# Task brief
Repeat only the stretch of lines below that runs from the line with "Target: pine tree" through the line with "Target: red flower cluster", unaltered.

# Stored data entries
_ _ _ _
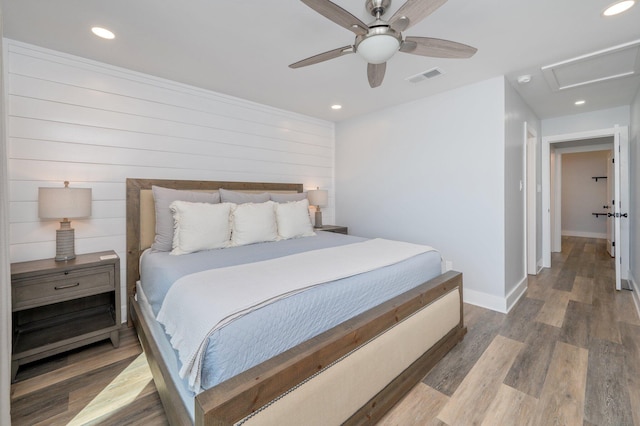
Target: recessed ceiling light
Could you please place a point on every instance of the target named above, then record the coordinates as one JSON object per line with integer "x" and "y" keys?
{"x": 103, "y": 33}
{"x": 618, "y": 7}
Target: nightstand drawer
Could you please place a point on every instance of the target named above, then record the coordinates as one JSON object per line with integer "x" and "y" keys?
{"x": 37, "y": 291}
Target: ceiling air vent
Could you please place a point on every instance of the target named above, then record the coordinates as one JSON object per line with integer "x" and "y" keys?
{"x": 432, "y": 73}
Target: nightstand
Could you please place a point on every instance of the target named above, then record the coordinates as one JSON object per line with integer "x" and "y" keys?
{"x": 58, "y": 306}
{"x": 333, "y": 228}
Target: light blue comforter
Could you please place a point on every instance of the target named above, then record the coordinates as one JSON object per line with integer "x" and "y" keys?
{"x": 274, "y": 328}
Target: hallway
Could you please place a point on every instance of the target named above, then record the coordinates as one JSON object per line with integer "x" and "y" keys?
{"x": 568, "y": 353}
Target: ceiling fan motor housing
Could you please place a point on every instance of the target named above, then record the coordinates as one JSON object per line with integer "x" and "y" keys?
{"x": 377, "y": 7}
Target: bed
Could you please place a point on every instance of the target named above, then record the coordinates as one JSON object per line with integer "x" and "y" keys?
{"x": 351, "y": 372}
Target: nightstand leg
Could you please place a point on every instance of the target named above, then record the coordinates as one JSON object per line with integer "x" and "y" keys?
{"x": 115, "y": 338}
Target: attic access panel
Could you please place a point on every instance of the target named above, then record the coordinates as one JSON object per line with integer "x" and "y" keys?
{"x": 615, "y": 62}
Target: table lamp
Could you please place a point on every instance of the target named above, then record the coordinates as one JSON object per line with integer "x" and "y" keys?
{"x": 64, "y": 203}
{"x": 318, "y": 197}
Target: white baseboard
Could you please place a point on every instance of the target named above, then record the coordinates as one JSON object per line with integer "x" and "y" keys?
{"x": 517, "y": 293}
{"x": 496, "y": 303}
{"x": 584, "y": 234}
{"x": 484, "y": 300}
_ _ _ _
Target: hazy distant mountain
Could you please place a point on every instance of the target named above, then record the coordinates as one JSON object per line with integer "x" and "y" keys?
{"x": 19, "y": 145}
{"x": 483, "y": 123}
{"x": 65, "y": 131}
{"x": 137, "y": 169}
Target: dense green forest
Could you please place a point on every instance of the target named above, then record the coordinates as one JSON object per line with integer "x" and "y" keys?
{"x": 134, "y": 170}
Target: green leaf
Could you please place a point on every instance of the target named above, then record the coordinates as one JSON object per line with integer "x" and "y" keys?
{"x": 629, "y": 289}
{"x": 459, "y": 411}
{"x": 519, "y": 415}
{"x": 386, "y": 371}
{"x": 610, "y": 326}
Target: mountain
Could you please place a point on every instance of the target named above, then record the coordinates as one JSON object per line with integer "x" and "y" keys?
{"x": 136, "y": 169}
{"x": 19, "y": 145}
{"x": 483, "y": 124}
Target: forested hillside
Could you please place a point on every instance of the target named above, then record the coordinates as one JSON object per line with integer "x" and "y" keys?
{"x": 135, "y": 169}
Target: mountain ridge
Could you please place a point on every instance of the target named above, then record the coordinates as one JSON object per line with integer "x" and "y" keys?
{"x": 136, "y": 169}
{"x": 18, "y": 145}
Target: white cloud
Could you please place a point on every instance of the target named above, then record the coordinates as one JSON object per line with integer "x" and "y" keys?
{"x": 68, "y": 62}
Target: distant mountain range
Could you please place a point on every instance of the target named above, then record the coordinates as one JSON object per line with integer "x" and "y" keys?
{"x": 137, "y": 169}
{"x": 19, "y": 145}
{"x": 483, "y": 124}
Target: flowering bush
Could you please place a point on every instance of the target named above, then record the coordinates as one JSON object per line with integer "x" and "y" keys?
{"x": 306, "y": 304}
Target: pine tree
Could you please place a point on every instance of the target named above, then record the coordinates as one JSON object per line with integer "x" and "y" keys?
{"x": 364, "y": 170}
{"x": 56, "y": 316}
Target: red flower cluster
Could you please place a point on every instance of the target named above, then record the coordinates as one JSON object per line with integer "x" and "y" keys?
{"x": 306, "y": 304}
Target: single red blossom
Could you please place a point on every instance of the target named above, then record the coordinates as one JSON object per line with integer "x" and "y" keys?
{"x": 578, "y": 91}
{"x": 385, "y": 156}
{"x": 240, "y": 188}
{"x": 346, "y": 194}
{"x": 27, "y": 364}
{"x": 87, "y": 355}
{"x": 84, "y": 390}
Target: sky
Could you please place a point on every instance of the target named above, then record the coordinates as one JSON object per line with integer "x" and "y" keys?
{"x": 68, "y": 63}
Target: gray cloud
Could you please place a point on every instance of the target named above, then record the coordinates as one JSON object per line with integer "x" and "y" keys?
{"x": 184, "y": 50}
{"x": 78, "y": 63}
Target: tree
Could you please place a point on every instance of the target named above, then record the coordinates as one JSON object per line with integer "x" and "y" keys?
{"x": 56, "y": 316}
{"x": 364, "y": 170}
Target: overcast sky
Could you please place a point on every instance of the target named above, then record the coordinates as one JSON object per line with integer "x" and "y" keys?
_ _ _ _
# Written solution
Target: pine tree
Could you please place a point on every instance of the target named above, then record the coordinates as one JSON object per line with integer "x" and "y" keys?
{"x": 364, "y": 170}
{"x": 56, "y": 316}
Target: red flower cluster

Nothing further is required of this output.